(Data records)
┌──

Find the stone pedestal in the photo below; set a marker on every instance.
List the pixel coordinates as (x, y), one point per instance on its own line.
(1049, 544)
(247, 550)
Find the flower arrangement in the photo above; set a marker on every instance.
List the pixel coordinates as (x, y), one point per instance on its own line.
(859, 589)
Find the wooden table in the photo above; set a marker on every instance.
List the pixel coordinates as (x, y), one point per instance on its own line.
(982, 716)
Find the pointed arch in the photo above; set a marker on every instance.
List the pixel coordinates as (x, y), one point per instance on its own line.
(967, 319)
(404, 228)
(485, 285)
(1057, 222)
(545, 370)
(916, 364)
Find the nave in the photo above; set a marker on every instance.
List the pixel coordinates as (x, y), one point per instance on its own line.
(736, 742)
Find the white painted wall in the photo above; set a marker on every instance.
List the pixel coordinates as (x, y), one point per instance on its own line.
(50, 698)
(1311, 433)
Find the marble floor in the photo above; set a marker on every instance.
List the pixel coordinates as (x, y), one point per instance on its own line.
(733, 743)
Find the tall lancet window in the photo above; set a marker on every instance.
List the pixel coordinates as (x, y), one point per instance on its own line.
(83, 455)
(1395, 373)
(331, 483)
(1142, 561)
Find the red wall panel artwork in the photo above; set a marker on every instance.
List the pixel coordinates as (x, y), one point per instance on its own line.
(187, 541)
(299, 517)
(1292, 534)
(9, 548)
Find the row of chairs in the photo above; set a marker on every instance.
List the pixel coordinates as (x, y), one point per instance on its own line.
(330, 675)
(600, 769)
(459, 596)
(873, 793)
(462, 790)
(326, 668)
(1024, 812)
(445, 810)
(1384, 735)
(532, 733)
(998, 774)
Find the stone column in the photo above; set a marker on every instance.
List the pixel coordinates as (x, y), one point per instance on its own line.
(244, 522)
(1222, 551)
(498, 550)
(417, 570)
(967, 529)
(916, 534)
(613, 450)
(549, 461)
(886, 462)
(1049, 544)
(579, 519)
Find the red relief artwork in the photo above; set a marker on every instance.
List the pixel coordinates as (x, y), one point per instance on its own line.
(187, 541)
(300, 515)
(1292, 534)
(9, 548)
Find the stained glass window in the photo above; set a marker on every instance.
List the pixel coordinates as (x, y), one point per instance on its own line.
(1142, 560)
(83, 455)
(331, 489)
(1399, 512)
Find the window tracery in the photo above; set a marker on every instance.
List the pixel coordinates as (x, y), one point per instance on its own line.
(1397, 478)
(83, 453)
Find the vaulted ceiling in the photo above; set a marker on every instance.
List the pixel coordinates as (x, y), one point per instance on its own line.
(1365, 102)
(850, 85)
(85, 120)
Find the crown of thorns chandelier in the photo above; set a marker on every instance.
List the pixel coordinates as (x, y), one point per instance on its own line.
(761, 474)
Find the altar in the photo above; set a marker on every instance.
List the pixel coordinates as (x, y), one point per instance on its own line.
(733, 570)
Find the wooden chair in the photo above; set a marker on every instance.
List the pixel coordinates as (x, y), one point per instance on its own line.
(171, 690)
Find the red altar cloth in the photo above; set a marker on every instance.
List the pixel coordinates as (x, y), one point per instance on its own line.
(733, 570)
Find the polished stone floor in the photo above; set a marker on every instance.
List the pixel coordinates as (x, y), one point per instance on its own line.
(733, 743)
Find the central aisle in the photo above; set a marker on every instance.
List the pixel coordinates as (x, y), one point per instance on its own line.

└──

=== About this task ===
A complete, exact transcription of the data above is the required answer.

=== Solution ===
Find the stone pedestal in the photo below; set a marker on every instance.
List the pixel coordinates as (x, y), one point per instance on its own line.
(1049, 544)
(247, 550)
Find the flower arrangement in the photo above; set a marker on every instance.
List the pixel coordinates as (x, y), one point per instance on its own line.
(859, 589)
Find the wooden table in the photo above; set a marker on every instance.
List the pixel coordinates as (x, y), one point per instance on its own line.
(982, 716)
Find the pointed arch in the photo above; set a marker on every instance.
List the pixel coordinates as (x, y), one point per instance on its own line.
(967, 319)
(404, 228)
(485, 285)
(1057, 222)
(545, 370)
(916, 364)
Find the nave in the photo above; set a marker on every instance.
List the pixel coordinates as (x, y), one point per instance on its own line.
(736, 742)
Find the white painted wall in the photo above; set a marker on every instance.
List the pixel coordinates as (x, y), one point per instance on its own line.
(50, 698)
(1311, 433)
Find the marble floor in the photo above; set a marker on every instance.
List the pixel coordinates as (x, y), one point per instance on its own line.
(733, 743)
Find the tall lancet window in the photo above; set a marker on every instance.
List the pixel coordinates as (x, y), one point per instance on its own line.
(83, 455)
(1395, 373)
(331, 483)
(1142, 561)
Find the red wall panel artwork in the photo above; set a marker on every instance.
List the pixel coordinates as (x, y), one point per instance on its own line.
(187, 541)
(299, 517)
(1292, 534)
(9, 548)
Find the row of chairs in the photo above; set a marker on every instance.
List the pixel coordinates as (x, y), one point per instance on its own line.
(330, 675)
(600, 769)
(459, 596)
(873, 793)
(462, 790)
(326, 668)
(1024, 812)
(445, 810)
(1384, 735)
(532, 733)
(998, 774)
Find the stone column in the photo above; set a marker on every instance.
List the pixel coordinates as (x, y), one point per instance on its own line.
(244, 522)
(1222, 551)
(498, 550)
(417, 570)
(967, 529)
(916, 534)
(613, 450)
(549, 461)
(886, 462)
(1049, 544)
(579, 519)
Find the red relief artwork in the photo above; set a marker on every instance.
List the pixel coordinates as (x, y), one point per instance on its own line.
(187, 541)
(300, 515)
(1292, 534)
(9, 548)
Find the stained glass window in the photo above; set a marker on every instance.
List the pixel coordinates as (x, y), one point per instance on its own line.
(1142, 560)
(83, 455)
(331, 489)
(1399, 512)
Find the window tracery in the photo above; set a marker on every instance.
List the pixel coordinates as (x, y), one point per instance on its own line.
(1397, 478)
(83, 453)
Find the vaulted ceiling in the photo above; set a marker on every instance.
List the pixel coordinates as (x, y), one point per instance on its own line.
(1365, 102)
(850, 85)
(85, 120)
Find the crown of thorns chandelier in the photo above; set a marker on every instance.
List the pixel coordinates as (x, y), one point per instance on its own line.
(761, 474)
Find the altar in the photo above; set a marker on every instance.
List the pixel coordinates as (x, y), one point per instance on its own line.
(733, 570)
Find the wooden chair in the photo above; set a marker on every instance.
List the pixel coordinates as (x, y), one point per instance on its own line.
(171, 690)
Find the red altar cloth in the photo above; set a marker on every instance.
List the pixel coordinates as (x, y), one point per instance on its own line.
(733, 570)
Find the polished stone floor in the photo above; set a marker on every instance.
List the pixel coordinates as (x, y), one point per instance on its own line.
(733, 743)
Find the central aisle in the photo above; set a marker on every instance.
List the pixel coordinates as (x, y), one point per instance on its own line.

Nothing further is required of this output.